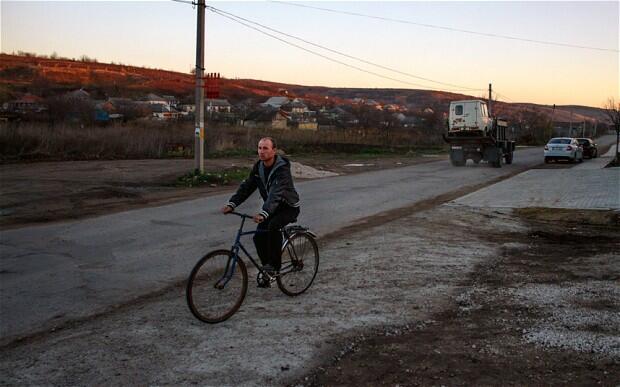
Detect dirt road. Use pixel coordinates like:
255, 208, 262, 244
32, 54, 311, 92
0, 154, 446, 229
0, 205, 620, 386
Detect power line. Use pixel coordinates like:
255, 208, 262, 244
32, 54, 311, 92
206, 6, 480, 91
207, 7, 482, 91
207, 6, 482, 92
272, 0, 620, 52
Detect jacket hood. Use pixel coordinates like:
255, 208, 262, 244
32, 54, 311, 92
258, 155, 291, 186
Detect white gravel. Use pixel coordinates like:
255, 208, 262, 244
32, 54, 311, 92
507, 281, 620, 359
291, 161, 338, 179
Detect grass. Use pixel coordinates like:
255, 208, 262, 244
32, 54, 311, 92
177, 168, 250, 188
0, 121, 443, 162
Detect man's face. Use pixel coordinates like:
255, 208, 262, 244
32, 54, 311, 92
258, 140, 276, 161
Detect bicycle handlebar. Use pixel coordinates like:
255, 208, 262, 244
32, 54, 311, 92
229, 211, 254, 219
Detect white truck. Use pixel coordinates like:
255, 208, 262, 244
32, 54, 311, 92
443, 99, 515, 168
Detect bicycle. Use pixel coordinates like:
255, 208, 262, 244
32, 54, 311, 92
185, 211, 319, 324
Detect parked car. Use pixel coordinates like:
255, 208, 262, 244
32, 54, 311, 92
545, 137, 583, 163
577, 138, 598, 159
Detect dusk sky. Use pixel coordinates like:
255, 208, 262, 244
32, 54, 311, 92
0, 0, 620, 107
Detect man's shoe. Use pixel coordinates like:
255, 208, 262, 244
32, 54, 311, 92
256, 279, 271, 289
263, 264, 277, 276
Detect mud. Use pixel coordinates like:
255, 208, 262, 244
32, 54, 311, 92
289, 209, 620, 386
0, 203, 620, 386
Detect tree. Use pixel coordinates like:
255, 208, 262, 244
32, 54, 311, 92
603, 97, 620, 163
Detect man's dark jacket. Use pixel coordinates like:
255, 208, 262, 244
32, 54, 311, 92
226, 155, 299, 219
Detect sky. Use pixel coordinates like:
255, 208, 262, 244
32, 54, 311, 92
0, 0, 620, 107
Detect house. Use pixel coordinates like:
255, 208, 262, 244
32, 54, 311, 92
261, 97, 290, 109
241, 109, 289, 129
141, 93, 171, 106
177, 103, 196, 113
205, 98, 232, 113
63, 89, 90, 101
161, 95, 179, 108
149, 104, 181, 121
281, 98, 308, 114
364, 99, 383, 110
3, 94, 47, 113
━━━
* What you need to do
Reproduce the records above verbatim, every line and character, but omit the pictures.

* Solution for this problem
Detect dirt road. Use pixel coordinates like:
255, 208, 262, 244
32, 54, 311, 92
0, 154, 446, 229
0, 205, 620, 386
Detect power line. Use pixel coordinates like:
255, 208, 262, 244
32, 54, 311, 92
206, 6, 480, 91
207, 7, 482, 91
207, 6, 482, 92
272, 0, 620, 52
Detect jacket hood. Use pixel coordinates like:
255, 208, 262, 244
32, 54, 311, 92
258, 155, 291, 186
Detect white gravel. Use pixel coordinates like:
255, 208, 262, 244
32, 54, 311, 92
507, 281, 620, 359
291, 161, 338, 179
Detect grass. Use pixel coordinates like:
255, 208, 262, 244
32, 54, 311, 92
177, 168, 250, 188
0, 121, 443, 162
Detect man's face. Use pixel coordinates like:
255, 208, 262, 244
32, 54, 311, 92
258, 140, 276, 161
Detect bicycle handlebar. Use pixel coordinates like:
255, 208, 262, 244
32, 54, 311, 92
229, 211, 254, 219
Detect white truck. Use pixel coordinates like:
255, 208, 262, 244
32, 54, 311, 92
443, 99, 515, 168
Detect bicycle. Use pixel coordinates like:
255, 208, 262, 244
32, 54, 311, 92
185, 211, 319, 324
Detect parked car. Use pixel coordinates like:
255, 208, 262, 244
32, 54, 311, 92
545, 137, 583, 163
577, 138, 598, 159
Detect dusk sky. Use pixel coordinates like:
255, 208, 262, 244
32, 54, 311, 92
0, 0, 620, 107
Detect man's shoe. Use pixel coordinates like:
255, 208, 262, 244
32, 54, 311, 92
256, 279, 271, 289
263, 264, 277, 276
Detect mud. Use pixel coordinates like:
255, 208, 262, 244
32, 54, 311, 92
289, 209, 620, 386
0, 203, 620, 386
Detect tree. Use pixel coordinates like:
255, 208, 262, 244
32, 54, 311, 92
603, 97, 620, 163
Detect man's dark jacket. Use pixel coordinates like:
255, 208, 262, 244
32, 54, 311, 92
226, 155, 299, 219
Detect sky. Use pixel coordinates like:
255, 208, 262, 244
32, 54, 311, 92
0, 0, 620, 107
Detect house. Use pixel coordinates like:
255, 208, 262, 244
32, 54, 311, 92
261, 97, 290, 109
241, 109, 289, 129
141, 93, 171, 106
177, 103, 196, 113
205, 98, 232, 113
63, 89, 90, 101
161, 95, 179, 108
149, 104, 181, 121
281, 98, 308, 114
364, 99, 383, 110
3, 94, 47, 113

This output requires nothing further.